**To do**.
Exactly those lines that run from the one containing "Identify the ferris" through the last line of the entries below should be printed, and no others.

**Exercise data**.
--------
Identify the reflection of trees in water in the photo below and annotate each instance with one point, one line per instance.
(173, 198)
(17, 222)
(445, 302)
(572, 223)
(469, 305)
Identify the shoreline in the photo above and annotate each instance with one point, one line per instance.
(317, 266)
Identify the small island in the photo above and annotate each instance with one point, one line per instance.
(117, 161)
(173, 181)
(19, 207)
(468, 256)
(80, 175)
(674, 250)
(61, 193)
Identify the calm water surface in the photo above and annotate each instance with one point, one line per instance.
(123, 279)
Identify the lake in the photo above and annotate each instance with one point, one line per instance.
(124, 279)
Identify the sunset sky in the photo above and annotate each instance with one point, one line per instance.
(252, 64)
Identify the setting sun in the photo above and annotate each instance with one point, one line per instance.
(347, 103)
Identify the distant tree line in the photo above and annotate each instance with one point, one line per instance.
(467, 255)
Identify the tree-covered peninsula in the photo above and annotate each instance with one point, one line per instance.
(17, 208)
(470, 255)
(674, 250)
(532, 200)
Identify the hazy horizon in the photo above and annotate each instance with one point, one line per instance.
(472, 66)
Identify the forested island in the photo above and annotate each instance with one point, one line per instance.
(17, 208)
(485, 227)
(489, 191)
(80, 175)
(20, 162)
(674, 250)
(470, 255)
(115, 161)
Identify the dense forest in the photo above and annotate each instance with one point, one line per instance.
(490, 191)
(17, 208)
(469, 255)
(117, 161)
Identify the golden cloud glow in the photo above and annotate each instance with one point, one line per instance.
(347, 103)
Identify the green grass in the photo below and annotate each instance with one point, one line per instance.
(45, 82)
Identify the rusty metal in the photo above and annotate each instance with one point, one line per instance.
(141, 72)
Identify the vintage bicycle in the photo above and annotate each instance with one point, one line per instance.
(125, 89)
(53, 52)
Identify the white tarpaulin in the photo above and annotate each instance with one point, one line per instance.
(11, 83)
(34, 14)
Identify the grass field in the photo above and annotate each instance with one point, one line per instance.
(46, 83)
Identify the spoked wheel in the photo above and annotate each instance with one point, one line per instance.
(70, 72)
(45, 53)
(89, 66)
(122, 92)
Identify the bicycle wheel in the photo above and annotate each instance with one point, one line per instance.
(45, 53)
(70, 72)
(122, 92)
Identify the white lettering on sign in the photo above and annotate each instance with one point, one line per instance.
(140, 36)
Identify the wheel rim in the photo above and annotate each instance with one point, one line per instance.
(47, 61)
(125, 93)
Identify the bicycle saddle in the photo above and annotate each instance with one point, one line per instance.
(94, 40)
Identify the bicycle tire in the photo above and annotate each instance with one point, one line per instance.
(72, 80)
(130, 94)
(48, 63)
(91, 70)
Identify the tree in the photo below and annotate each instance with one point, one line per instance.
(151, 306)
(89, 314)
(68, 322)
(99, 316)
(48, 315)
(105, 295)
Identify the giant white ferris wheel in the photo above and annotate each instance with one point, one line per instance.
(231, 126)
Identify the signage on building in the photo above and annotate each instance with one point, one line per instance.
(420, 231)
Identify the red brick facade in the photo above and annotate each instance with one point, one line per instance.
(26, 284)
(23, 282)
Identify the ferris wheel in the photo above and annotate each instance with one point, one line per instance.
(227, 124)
--------
**Reply to the task**.
Identify the ferris wheel in the photo above and annotate each instance with one point, one line per instance.
(227, 124)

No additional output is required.